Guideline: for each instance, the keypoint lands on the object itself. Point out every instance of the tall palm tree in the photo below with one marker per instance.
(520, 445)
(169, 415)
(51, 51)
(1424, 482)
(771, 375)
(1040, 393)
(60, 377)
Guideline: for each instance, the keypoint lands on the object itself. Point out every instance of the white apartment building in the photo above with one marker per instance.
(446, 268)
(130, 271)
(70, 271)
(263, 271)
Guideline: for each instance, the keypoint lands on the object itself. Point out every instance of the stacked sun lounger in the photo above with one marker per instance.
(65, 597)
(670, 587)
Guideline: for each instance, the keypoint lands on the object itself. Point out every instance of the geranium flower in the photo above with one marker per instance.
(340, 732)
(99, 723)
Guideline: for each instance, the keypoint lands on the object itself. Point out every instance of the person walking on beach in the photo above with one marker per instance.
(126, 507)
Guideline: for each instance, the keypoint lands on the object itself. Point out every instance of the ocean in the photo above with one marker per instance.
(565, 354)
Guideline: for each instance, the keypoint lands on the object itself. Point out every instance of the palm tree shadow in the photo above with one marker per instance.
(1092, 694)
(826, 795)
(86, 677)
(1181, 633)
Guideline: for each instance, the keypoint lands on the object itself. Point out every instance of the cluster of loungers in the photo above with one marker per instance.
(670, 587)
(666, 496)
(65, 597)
· · · ·
Output nothing but the line containing "of the palm" and each line after it in the entries above, exactly as written.

Guideline: for each instance, the keypoint lands on the object itself. Point out every instance of the palm tree shadow in the photo above with one marker per instance.
(1092, 694)
(826, 795)
(86, 677)
(1181, 633)
Guideline: for each instance, the keypoint lands on the object itself. Point out every instance of the cluster of loungers in the photo above with one marker per instance.
(670, 587)
(666, 496)
(65, 597)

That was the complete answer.